Point labeling dataset excerpts ::
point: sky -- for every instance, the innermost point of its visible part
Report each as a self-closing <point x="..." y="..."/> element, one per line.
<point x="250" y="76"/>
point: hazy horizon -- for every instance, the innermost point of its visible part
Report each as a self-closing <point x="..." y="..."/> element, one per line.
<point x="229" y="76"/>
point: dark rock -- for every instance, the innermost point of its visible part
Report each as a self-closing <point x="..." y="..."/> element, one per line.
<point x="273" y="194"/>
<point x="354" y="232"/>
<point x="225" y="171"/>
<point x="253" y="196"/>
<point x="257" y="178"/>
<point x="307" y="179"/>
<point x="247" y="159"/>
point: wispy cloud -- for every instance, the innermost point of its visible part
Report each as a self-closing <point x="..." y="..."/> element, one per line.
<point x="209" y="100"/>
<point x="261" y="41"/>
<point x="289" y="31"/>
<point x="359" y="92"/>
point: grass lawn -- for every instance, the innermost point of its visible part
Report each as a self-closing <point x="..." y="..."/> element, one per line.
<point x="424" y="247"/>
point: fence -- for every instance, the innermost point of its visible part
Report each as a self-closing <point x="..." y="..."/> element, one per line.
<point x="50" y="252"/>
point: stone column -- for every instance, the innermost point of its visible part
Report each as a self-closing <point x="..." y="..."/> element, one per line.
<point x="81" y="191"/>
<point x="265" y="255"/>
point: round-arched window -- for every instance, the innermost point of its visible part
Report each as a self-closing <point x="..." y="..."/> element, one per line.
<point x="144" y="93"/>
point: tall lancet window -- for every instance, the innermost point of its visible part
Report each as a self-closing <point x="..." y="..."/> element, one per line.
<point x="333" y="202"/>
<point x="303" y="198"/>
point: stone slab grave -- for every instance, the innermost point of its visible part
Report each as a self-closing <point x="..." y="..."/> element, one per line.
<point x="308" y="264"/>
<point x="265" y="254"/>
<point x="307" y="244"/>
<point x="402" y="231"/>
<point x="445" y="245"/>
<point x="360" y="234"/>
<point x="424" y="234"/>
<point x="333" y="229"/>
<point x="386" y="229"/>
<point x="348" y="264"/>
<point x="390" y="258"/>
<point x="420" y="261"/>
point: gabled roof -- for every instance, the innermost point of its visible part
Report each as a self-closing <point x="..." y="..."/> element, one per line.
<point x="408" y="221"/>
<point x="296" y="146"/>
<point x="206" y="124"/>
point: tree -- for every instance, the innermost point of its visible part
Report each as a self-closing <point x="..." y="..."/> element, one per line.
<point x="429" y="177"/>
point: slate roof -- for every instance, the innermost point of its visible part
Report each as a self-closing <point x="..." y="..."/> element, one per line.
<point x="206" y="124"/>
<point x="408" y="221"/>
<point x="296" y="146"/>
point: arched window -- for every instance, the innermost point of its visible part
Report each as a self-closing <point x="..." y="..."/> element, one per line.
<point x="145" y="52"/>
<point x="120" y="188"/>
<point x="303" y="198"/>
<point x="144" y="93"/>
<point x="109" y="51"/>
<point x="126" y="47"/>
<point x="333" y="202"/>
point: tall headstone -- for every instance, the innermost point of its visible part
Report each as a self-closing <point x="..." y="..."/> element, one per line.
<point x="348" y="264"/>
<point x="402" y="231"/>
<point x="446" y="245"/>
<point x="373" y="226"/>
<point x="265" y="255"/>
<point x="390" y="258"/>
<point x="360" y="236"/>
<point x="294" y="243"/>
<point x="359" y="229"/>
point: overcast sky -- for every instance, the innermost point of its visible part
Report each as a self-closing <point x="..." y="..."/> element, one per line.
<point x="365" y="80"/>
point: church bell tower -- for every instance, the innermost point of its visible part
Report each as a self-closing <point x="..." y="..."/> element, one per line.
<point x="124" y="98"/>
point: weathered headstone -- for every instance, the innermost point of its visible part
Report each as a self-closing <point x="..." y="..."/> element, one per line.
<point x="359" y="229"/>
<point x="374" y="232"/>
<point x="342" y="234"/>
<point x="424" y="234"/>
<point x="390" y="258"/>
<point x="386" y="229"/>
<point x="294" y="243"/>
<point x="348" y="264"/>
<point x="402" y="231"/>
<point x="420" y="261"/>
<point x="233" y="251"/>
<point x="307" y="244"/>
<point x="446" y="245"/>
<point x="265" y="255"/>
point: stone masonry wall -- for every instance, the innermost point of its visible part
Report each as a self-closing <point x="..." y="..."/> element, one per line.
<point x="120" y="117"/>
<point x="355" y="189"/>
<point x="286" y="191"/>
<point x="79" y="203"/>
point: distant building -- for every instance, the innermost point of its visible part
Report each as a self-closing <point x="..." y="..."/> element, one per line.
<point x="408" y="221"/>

Required work :: Find the line that contains "point: overcast sky" in the listing above. Retype it and every line after it up to the last, exactly, and nothing else.

Exercise output ::
point: overcast sky -- for every instance, the innermost point of its visible part
Report each as a self-closing <point x="..." y="..."/> element, one per line.
<point x="365" y="80"/>
point: church bell tower -- for every instance, the innermost point of its visible part
Report each as a self-closing <point x="..." y="..."/> element, one per line.
<point x="124" y="98"/>
point: weathered headstone -- for every instance, the innermost point of its visible part
Report each as a self-closing <point x="..." y="..."/> element, one per line.
<point x="359" y="229"/>
<point x="374" y="232"/>
<point x="342" y="234"/>
<point x="424" y="234"/>
<point x="390" y="258"/>
<point x="386" y="229"/>
<point x="294" y="243"/>
<point x="348" y="264"/>
<point x="402" y="231"/>
<point x="420" y="261"/>
<point x="233" y="251"/>
<point x="307" y="244"/>
<point x="446" y="245"/>
<point x="265" y="255"/>
point: stone masonry wall -- for every instance, the innermost point of its visible part
Report each as a self-closing <point x="..." y="..."/> element, one per line.
<point x="120" y="117"/>
<point x="355" y="189"/>
<point x="286" y="191"/>
<point x="79" y="203"/>
point: distant building -- for every instance, the innermost point of its visible part
Report each as a self-closing <point x="..." y="..."/> element, one per line.
<point x="408" y="221"/>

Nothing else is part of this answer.